Can you scale the listing, repeating every line from the one containing "Which spot sits on each instance of the tree" through the end, requests included, with each answer's x and y coordinates multiplied by 1.05 and rounded to whole numbers (halves rounded up)? Keep the sample coordinates inside the requests unchanged.

[Entries from a dataset]
....................
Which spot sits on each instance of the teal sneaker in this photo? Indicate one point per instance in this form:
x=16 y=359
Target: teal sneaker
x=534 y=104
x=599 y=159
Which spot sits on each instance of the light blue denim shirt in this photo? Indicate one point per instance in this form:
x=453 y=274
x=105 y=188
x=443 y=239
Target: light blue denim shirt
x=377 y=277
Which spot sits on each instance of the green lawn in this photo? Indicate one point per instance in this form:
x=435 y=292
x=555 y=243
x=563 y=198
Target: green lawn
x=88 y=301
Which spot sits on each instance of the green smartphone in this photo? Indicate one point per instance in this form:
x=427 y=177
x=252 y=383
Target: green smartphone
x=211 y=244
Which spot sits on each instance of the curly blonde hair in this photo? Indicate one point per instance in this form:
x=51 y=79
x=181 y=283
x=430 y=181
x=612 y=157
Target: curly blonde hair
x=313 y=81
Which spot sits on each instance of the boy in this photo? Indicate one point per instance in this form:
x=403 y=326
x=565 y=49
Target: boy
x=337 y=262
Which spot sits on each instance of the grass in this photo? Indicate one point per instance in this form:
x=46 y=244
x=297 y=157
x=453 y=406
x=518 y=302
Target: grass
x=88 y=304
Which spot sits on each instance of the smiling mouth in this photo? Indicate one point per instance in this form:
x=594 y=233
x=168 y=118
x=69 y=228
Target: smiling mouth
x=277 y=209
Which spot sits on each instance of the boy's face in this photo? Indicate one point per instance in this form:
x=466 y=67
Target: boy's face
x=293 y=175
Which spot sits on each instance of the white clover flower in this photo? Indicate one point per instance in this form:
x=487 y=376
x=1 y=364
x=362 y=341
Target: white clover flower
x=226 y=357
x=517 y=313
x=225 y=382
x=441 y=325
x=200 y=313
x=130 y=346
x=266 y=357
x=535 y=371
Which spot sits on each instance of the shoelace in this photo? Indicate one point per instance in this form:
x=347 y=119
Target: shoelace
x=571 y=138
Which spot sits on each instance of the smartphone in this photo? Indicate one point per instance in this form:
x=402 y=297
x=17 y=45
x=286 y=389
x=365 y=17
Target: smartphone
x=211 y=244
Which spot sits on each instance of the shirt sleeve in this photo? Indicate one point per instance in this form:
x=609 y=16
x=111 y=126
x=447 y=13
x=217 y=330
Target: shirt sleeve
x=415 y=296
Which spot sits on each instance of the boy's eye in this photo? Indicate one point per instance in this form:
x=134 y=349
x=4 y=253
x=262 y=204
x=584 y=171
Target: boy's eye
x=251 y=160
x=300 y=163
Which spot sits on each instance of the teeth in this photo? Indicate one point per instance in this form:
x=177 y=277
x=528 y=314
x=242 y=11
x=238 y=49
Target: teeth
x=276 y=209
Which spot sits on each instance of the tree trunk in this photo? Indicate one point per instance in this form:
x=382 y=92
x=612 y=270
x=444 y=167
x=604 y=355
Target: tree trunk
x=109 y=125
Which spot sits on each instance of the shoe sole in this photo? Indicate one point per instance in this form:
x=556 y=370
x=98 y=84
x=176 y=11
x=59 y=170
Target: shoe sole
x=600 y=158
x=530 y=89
....................
- [Exercise solution]:
Which spot sits on each instance of the tree trunk in this photo? Indicate one point per instance in this form:
x=382 y=92
x=612 y=270
x=444 y=167
x=604 y=355
Target: tree trunk
x=114 y=131
Which spot sits on each instance of the shoe sole in this photo? Indicate one point per instance in this form:
x=556 y=370
x=98 y=84
x=176 y=11
x=59 y=170
Target: shoe sole
x=630 y=166
x=557 y=93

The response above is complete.